(Extracted data entries)
+ + + + + + +

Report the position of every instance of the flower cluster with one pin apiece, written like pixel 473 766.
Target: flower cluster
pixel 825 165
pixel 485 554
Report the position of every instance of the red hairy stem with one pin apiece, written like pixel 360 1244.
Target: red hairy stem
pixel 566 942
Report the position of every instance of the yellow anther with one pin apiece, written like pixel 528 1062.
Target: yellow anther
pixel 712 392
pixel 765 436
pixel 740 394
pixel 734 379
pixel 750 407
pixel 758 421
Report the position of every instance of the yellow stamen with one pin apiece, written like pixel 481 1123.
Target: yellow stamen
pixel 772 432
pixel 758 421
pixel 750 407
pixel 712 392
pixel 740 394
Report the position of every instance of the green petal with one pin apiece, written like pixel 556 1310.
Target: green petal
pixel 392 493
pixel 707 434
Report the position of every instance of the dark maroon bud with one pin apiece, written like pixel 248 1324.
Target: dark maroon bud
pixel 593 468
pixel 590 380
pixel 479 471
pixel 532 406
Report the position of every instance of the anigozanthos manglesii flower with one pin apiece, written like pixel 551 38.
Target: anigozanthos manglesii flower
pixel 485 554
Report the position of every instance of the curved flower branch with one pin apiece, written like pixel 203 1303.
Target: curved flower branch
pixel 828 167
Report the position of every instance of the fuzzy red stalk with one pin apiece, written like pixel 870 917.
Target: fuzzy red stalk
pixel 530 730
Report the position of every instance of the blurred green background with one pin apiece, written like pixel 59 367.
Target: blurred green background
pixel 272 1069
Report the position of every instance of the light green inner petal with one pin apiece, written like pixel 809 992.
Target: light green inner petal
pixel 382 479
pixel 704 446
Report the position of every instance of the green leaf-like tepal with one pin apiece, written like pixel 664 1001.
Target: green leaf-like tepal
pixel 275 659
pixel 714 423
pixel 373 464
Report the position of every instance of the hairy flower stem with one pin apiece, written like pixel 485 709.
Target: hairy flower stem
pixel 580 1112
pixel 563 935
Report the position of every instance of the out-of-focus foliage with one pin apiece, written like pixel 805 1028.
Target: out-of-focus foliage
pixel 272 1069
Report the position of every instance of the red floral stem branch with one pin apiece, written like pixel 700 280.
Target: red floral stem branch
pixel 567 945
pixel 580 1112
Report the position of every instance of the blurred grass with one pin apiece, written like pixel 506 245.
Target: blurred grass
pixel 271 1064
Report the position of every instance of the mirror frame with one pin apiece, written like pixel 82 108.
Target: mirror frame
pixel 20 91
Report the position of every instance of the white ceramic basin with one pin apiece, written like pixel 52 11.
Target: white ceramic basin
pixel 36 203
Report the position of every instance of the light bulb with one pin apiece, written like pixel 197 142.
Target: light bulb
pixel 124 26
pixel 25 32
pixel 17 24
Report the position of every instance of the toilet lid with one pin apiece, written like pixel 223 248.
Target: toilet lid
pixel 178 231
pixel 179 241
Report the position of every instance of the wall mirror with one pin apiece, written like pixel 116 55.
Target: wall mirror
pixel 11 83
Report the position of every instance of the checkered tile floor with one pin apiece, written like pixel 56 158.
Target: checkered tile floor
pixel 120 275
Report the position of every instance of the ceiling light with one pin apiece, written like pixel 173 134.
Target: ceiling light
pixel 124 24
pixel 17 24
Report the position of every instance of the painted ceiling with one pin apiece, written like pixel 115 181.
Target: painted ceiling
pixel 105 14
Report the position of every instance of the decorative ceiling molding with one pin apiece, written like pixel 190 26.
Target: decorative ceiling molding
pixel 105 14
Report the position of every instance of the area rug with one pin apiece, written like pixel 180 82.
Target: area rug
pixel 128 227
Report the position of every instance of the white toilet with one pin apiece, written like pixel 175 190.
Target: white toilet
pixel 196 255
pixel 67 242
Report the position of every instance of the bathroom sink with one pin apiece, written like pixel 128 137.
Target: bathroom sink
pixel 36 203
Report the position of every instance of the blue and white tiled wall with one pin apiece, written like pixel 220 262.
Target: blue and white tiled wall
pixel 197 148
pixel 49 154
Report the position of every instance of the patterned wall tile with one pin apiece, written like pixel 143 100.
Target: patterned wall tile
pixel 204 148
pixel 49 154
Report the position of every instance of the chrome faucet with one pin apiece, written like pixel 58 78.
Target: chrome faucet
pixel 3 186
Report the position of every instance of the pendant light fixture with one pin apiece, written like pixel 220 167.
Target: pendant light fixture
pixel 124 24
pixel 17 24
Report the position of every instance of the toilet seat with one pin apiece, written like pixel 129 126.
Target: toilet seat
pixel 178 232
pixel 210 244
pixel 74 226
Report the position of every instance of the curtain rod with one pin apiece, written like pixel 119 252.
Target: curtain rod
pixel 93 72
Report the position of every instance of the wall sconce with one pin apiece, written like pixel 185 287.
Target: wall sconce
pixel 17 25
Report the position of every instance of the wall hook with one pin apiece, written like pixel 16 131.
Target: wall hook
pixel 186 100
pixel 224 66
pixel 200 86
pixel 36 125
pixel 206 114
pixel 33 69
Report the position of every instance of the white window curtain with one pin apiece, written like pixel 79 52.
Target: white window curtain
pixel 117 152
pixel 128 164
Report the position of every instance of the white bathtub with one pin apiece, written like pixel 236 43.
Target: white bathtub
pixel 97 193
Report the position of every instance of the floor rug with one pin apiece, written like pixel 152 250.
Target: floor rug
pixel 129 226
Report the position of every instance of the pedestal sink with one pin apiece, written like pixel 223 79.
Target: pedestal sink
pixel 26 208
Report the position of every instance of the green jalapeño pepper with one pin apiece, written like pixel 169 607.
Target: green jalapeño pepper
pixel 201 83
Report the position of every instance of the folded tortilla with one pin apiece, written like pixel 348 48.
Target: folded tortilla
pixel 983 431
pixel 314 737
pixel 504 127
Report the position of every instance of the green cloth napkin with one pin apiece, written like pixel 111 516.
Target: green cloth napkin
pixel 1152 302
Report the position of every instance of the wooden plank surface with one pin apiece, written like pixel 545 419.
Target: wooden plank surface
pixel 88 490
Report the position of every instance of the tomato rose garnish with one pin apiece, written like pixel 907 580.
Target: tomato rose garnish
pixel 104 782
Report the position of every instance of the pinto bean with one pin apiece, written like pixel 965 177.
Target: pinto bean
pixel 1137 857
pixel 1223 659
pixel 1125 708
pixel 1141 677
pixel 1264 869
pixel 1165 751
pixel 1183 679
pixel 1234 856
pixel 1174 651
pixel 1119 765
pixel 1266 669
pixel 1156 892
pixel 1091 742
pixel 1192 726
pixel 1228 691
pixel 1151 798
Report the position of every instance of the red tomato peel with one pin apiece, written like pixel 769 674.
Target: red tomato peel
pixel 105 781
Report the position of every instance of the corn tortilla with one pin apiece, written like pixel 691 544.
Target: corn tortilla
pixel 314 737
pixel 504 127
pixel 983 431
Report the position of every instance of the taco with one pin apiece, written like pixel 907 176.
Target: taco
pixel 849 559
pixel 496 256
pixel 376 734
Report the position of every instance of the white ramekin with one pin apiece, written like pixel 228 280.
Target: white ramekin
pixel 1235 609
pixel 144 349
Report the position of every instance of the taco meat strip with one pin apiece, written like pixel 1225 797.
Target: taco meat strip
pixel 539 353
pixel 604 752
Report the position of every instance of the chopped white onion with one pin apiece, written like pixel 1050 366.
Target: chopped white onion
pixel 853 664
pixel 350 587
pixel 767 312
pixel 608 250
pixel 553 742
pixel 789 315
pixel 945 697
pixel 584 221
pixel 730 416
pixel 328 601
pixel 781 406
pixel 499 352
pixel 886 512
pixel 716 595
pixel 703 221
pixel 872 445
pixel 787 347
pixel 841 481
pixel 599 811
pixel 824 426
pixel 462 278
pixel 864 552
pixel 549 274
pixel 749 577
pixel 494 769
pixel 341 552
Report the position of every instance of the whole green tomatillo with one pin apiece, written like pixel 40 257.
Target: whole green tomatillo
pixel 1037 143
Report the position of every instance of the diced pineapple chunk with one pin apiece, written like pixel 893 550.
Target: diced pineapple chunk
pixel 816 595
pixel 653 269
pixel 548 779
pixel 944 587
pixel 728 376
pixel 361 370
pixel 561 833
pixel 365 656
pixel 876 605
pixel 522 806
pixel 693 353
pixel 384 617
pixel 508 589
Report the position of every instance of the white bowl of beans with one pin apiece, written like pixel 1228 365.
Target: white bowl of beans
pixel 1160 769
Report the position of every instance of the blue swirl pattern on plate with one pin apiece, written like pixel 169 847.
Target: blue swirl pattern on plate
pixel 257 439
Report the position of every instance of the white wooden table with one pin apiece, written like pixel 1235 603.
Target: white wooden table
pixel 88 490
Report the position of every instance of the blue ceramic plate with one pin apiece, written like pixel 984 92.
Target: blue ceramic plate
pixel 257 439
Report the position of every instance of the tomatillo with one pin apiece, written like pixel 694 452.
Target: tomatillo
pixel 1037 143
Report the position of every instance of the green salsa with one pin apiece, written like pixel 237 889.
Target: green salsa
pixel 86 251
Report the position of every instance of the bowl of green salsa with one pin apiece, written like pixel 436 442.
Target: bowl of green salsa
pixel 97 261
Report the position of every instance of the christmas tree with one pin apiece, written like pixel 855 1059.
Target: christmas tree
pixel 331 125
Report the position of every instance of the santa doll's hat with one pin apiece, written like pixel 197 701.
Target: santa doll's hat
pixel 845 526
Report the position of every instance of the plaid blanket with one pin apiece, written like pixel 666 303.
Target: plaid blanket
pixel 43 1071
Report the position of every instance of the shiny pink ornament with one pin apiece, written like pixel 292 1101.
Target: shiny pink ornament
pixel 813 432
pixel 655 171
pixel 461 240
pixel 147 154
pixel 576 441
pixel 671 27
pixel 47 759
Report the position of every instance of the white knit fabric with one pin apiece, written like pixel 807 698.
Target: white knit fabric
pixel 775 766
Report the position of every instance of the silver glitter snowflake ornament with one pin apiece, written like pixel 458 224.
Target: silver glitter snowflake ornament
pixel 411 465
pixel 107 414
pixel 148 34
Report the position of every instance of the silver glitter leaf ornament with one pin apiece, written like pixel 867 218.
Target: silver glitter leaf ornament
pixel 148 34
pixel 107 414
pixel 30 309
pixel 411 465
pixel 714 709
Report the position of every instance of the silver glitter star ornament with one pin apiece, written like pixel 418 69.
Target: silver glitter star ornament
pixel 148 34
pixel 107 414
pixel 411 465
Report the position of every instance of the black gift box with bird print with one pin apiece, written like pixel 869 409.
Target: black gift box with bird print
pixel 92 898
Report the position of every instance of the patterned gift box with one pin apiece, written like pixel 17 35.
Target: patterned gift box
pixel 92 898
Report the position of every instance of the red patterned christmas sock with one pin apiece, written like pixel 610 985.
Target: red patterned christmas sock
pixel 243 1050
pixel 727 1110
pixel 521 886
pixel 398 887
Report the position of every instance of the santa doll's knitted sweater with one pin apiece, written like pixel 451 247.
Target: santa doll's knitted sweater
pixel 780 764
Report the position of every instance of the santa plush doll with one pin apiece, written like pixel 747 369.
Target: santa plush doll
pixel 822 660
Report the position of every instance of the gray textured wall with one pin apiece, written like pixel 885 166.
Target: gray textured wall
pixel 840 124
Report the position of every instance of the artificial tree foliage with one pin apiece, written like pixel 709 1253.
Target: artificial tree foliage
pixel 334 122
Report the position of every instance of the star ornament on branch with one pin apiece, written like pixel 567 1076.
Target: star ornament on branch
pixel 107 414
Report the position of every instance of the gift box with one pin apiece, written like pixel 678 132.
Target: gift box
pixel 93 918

+ + + + + + +

# TASK PROMPT:
Copy, exactly and only, the lines above that begin with the one containing "Target: pinto bean" and finish with the one containing "Report the position of every instance of the chopped".

# EXERCISE RESPONSE:
Target: pinto bean
pixel 1137 857
pixel 1223 659
pixel 1125 708
pixel 1141 677
pixel 1264 869
pixel 1165 751
pixel 1183 679
pixel 1234 856
pixel 1174 651
pixel 1119 765
pixel 1266 669
pixel 1156 892
pixel 1091 742
pixel 1192 726
pixel 1228 691
pixel 1151 798
Report the position of every instance of the red tomato peel with one pin apiece, written like pixel 769 674.
Target: red tomato peel
pixel 105 781
Report the position of every instance of the corn tortilla with one pin apiece, written like pixel 691 544.
Target: corn tortilla
pixel 314 737
pixel 504 127
pixel 983 431
Report the position of every instance of the taco with one pin apiece, written like pixel 907 176.
Target: taco
pixel 849 559
pixel 496 256
pixel 376 734
Report the position of every instance of the white ramekin with one pin apiece, written like pixel 228 280.
Target: white ramekin
pixel 1235 609
pixel 144 349
Report the position of every instance of the taco meat strip with one pin apiece, written like pixel 1225 797.
Target: taco meat strip
pixel 539 353
pixel 604 752
Report the position of every instance of the chopped white onion with one pin apiece, written like pixel 1050 366.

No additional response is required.